Work to be completed:
Copy out the passage of the text below on Osborne's tactics from "As our guest" to "the shiny things.", word for word.

A classic example of this tactic came in the move on 'tampon tax'. This is a financially miniscule issue – it accounts for £15 million in VAT a year – but it's powerfully symbolic. As VAT is a tax on luxury items, the fact it is levied on sanitary products is (rightly) considered proof by many feminists that the economic system is created by, and run for, men. Osborne actually messed this one up a bit by comparing it with the Libor fines against banks, something which triggered waves of baffled anger among feminist commentators online. But the technique is the same as always: Take this press-friendly thing here, make the conversation about that, and meanwhile do all the real work when no-one is looking.

As our guest blog from Sisters Uncut said today, since the Tories came to power 32 specialist refuges for survivors of domestic violence have closed, 31% of women referred to refuges have been turned away due to lack of space and 39% of domestic violence victims have been unable to access legal aid. But don't worry about that. Look over there: shiny things.

The other example is tax credits. Following a tabloid backlash and a defeat in the Lords, Osborne said he was going to come back with new plans. As it happens, he abandoned the £1,300 cuts to tax credits altogether. It's not quite clear where the cost has fallen, but prizes for anyone who guesses that it'll be on housing benefit, universal credit and childcare eligibility. The working poor will still pay. But again, don't worry about it. Look over there at the shiny things.

The tax credit U-turn will lead most editions today. Osborne took that hit, knowing Labour wasn't strong enough to profit from it. By tomorrow we'll all be talking about David Cameron's fight to bomb Syria in the Commons. After that, the debate will be long gone. But the measures undertaken today will remain.

Data excerpts
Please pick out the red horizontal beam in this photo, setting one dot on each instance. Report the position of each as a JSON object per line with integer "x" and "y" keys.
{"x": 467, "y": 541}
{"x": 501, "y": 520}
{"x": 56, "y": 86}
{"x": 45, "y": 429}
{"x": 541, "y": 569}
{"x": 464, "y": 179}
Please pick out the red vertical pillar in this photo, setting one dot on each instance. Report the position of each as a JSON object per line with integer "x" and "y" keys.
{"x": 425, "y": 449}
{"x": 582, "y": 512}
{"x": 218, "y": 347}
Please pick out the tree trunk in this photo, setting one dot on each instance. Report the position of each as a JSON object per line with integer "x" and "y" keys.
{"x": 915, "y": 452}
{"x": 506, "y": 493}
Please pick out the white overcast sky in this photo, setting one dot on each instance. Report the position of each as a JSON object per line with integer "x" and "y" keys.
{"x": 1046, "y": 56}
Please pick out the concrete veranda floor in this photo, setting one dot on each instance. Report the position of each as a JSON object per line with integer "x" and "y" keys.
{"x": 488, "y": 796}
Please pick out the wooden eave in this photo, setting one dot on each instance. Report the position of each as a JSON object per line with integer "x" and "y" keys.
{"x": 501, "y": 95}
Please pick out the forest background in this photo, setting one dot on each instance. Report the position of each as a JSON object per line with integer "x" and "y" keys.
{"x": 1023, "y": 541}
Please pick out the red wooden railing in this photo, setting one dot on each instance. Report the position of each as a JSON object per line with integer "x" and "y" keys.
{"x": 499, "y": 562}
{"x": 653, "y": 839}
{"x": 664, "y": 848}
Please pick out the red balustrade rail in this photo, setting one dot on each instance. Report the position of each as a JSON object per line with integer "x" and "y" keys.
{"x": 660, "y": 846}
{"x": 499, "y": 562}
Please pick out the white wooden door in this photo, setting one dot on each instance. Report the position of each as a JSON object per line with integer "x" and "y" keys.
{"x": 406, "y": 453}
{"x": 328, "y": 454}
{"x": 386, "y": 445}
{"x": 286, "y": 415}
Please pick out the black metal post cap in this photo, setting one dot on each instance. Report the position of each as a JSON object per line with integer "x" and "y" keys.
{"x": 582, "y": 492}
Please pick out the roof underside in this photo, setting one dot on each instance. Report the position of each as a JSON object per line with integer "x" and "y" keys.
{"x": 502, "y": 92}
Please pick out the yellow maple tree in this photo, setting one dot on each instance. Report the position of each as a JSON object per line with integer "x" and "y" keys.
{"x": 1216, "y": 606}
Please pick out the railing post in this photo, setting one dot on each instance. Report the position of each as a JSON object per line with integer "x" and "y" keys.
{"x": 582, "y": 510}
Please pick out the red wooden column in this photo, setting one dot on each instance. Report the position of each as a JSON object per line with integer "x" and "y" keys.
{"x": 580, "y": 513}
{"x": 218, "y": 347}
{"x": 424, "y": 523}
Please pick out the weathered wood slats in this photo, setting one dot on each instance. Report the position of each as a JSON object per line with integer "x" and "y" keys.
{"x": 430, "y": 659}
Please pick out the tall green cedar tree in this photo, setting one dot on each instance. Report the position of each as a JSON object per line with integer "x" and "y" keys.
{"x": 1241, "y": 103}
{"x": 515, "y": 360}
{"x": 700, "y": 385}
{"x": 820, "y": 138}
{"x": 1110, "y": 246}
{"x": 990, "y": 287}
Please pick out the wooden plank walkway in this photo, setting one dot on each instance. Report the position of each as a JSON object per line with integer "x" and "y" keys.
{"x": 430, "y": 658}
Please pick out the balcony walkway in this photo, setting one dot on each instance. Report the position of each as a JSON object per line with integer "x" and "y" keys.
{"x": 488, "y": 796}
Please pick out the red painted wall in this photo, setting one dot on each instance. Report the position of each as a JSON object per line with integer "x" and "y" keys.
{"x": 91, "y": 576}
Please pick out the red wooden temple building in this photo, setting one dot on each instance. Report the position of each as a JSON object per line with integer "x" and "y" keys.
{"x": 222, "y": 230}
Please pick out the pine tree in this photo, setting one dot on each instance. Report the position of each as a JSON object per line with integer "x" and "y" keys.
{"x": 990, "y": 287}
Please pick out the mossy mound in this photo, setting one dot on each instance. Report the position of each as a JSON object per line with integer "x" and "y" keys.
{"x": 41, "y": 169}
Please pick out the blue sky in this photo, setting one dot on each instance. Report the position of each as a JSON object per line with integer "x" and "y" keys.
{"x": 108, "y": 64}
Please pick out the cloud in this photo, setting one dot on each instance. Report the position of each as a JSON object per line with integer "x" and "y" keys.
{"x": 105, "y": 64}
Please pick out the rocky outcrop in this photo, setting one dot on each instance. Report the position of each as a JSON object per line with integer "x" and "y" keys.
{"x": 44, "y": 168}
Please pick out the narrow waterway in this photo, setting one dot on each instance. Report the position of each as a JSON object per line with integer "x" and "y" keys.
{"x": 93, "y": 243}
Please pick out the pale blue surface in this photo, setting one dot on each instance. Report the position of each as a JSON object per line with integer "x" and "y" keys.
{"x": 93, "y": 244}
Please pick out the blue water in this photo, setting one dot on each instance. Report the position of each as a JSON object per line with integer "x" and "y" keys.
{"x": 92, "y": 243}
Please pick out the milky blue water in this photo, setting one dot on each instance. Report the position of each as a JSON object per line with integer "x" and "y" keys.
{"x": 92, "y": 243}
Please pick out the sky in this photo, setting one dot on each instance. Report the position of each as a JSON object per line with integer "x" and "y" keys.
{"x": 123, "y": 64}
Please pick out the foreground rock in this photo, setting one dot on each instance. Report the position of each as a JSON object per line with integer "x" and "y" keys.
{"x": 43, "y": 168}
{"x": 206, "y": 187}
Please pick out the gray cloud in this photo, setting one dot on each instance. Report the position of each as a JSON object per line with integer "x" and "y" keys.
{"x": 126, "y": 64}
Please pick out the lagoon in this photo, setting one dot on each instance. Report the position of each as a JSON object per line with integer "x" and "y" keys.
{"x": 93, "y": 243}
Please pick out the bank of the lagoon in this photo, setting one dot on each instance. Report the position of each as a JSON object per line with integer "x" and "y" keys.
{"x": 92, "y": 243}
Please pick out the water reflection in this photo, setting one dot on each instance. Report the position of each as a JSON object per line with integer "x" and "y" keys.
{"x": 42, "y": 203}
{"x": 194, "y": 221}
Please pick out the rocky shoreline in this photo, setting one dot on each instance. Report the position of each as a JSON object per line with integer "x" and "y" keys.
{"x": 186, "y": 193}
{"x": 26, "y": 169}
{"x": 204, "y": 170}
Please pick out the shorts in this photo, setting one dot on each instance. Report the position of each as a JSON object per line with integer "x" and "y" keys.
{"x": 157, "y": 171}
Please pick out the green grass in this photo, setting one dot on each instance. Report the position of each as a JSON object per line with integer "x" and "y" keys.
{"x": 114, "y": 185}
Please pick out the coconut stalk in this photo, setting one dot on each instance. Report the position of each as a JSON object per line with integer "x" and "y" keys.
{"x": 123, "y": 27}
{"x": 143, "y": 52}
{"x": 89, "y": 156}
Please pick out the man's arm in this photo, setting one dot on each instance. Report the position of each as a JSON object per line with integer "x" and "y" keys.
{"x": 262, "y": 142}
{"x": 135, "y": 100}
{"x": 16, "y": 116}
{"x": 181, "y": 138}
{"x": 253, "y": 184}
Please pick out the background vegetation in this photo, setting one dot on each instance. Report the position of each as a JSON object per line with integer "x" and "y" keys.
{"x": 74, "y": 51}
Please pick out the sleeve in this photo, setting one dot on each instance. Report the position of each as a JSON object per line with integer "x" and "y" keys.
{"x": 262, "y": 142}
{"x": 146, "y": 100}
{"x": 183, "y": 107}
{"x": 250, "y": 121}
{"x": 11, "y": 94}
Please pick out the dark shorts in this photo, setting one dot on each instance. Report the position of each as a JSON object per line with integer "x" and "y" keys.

Answer to this exercise:
As our guest blog from Sisters Uncut said today, since the Tories came to power 32 specialist refuges for survivors of domestic violence have closed, 31% of women referred to refuges have been turned away due to lack of space and 39% of domestic violence victims have been unable to access legal aid. But don't worry about that. Look over there: shiny things.

The other example is tax credits. Following a tabloid backlash and a defeat in the Lords, Osborne said he was going to come back with new plans. As it happens, he abandoned the £1,300 cuts to tax credits altogether. It's not quite clear where the cost has fallen, but prizes for anyone who guesses that it'll be on housing benefit, universal credit and childcare eligibility. The working poor will still pay. But again, don't worry about it. Look over there at the shiny things.